▶ What needs to be done
From the listing below, copy every line that contains the string "green", matching its case exactly.

-- START Records for this task --

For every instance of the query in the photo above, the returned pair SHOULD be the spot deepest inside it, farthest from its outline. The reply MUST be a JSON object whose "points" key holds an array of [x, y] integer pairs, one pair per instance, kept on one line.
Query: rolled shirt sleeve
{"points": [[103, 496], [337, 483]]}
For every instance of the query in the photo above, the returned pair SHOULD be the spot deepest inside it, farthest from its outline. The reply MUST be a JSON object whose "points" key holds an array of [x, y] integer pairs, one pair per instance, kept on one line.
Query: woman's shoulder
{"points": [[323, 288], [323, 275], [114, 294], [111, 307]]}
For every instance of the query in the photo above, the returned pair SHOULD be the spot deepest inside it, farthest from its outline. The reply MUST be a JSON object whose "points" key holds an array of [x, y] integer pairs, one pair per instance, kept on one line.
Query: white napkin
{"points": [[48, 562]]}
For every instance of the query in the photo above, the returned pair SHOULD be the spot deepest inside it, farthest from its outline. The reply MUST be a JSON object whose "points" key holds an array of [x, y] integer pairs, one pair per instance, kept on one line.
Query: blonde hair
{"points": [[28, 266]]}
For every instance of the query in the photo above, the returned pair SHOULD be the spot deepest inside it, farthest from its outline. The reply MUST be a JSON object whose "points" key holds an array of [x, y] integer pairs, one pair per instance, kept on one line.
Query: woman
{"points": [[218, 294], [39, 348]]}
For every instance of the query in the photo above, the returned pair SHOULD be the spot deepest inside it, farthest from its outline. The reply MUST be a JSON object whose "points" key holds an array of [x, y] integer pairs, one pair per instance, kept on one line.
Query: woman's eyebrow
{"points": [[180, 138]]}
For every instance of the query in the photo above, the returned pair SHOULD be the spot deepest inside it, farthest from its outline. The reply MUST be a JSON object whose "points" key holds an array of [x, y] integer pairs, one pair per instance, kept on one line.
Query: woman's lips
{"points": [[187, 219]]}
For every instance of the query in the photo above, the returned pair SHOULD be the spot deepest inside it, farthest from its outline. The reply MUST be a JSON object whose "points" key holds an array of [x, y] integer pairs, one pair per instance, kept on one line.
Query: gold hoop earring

-- END Records for this task --
-- START Records for this task --

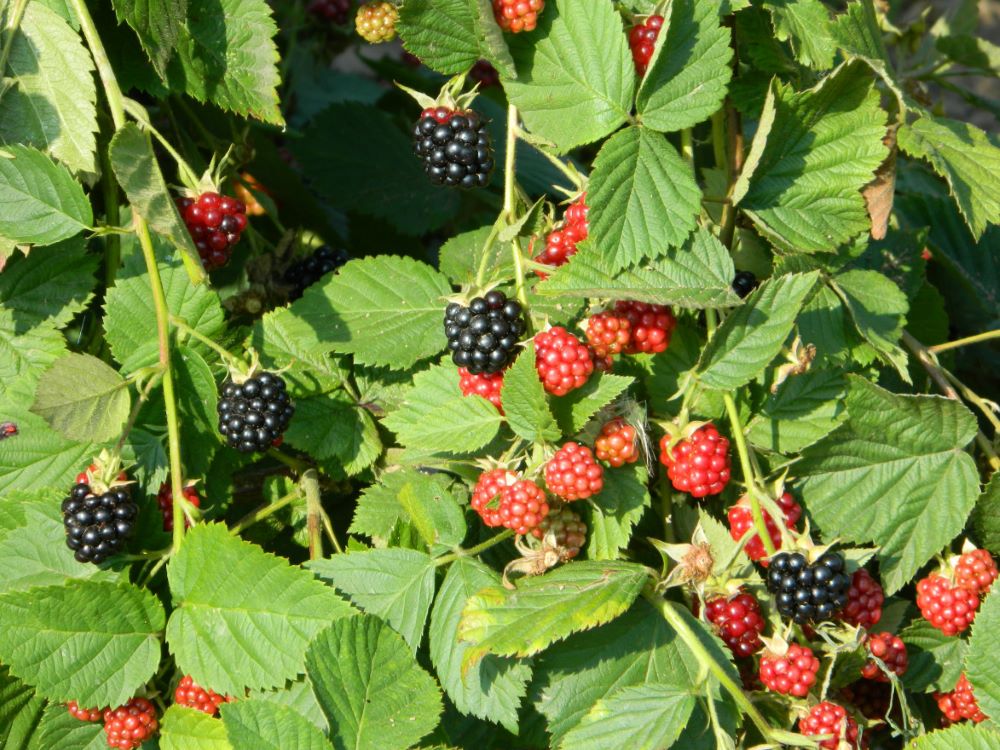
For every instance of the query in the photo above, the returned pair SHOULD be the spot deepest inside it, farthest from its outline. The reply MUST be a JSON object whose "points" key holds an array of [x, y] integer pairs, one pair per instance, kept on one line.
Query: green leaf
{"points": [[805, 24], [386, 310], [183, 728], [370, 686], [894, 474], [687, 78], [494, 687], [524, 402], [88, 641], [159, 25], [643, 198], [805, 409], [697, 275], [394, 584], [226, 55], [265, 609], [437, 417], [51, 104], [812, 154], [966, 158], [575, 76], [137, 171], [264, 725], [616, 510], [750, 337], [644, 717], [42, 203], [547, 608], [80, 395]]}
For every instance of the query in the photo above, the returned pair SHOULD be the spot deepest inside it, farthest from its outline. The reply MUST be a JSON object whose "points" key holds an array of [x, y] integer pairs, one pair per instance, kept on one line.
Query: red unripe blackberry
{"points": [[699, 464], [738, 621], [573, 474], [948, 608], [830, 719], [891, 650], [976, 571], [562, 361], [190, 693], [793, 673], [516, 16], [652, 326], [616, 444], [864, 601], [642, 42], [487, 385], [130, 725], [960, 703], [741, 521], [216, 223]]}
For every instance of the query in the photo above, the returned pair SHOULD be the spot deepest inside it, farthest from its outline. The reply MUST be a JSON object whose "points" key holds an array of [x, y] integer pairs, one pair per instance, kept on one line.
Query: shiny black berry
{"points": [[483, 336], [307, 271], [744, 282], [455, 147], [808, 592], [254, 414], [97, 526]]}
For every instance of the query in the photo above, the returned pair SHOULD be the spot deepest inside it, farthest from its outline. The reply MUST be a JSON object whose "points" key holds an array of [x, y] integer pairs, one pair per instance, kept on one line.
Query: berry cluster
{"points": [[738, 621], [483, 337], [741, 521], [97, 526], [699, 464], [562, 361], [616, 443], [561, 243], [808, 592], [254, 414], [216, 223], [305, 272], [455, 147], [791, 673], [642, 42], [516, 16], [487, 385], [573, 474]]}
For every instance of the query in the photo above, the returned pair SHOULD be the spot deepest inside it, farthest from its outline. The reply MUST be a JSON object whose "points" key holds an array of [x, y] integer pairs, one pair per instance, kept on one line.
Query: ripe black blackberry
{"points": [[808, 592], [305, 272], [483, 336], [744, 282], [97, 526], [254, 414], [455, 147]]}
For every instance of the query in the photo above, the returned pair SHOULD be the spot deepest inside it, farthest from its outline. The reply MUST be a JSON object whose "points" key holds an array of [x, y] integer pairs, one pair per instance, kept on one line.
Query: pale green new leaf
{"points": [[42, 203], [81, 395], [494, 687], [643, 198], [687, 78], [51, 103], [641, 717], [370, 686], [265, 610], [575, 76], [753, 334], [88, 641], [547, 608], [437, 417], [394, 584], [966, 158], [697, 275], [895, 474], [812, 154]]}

-- END Records for this task --

▶ Result for this exercise
Query: green leaf
Query: pale green new leaf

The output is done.